### EXCERPTED RECORDS
*** Begin section ***
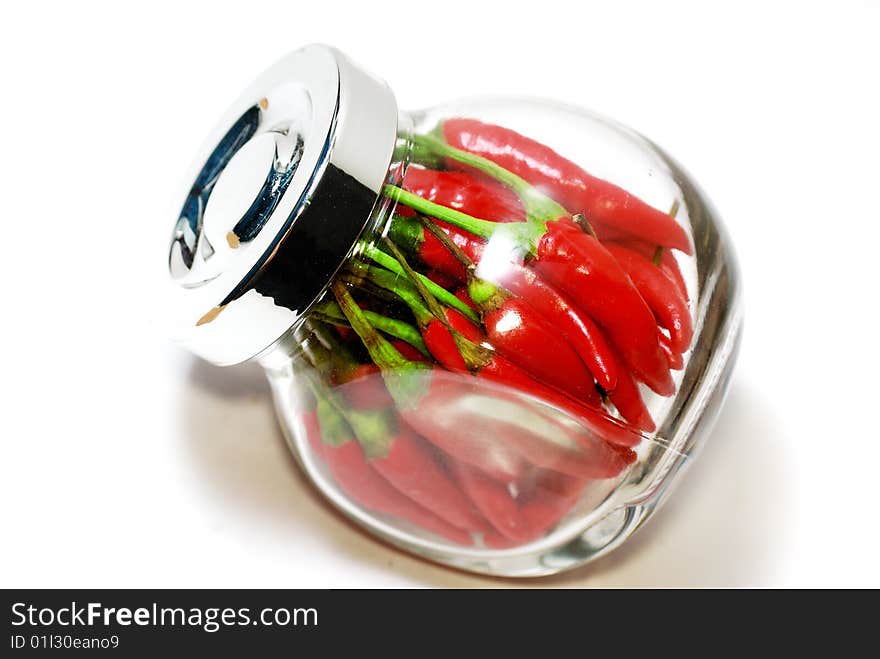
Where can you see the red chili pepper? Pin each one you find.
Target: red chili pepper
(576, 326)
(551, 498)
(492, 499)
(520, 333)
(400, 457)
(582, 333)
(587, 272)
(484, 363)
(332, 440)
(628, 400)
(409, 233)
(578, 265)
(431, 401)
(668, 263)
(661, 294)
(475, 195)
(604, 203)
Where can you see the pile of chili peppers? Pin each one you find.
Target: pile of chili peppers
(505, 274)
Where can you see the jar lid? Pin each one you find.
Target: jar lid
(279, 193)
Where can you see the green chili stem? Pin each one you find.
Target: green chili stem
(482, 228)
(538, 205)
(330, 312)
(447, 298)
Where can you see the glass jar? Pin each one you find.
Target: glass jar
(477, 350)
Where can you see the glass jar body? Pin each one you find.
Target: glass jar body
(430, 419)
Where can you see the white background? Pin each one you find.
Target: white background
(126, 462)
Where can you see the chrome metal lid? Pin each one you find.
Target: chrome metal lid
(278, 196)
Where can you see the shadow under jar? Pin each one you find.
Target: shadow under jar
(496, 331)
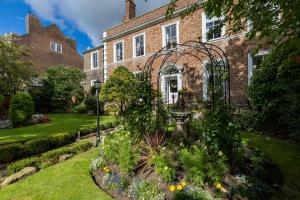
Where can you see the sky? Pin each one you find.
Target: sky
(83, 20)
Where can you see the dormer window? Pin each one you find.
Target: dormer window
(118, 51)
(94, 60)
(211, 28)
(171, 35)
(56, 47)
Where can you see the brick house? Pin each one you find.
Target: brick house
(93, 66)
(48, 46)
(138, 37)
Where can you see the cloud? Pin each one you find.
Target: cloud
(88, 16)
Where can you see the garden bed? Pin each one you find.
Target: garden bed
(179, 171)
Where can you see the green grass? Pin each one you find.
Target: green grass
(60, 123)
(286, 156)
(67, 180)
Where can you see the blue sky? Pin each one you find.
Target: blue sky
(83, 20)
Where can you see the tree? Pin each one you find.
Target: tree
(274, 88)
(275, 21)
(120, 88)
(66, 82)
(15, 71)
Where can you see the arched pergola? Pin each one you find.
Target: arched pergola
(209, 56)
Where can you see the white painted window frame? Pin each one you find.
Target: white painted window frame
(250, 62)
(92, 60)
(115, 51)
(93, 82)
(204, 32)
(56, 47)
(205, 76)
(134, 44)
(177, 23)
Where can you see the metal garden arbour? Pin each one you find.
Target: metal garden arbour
*** End section ***
### WHAT TO WORK ON
Lines from the one holding "Where can you see the arched" through the end of the material above should be output exactly, and all others skipped.

### FINISHED EXERCISE
Where can you see the arched pergola? Pin each one you find.
Target: arched pergola
(209, 56)
Where can you see the white painted window frame? Pin each one you find.
Target: white painted window frame
(250, 62)
(92, 60)
(115, 51)
(93, 82)
(204, 32)
(56, 47)
(205, 76)
(134, 44)
(177, 23)
Where can you see the metal garden arbour? Pin each one you find.
Target: metal garden arbour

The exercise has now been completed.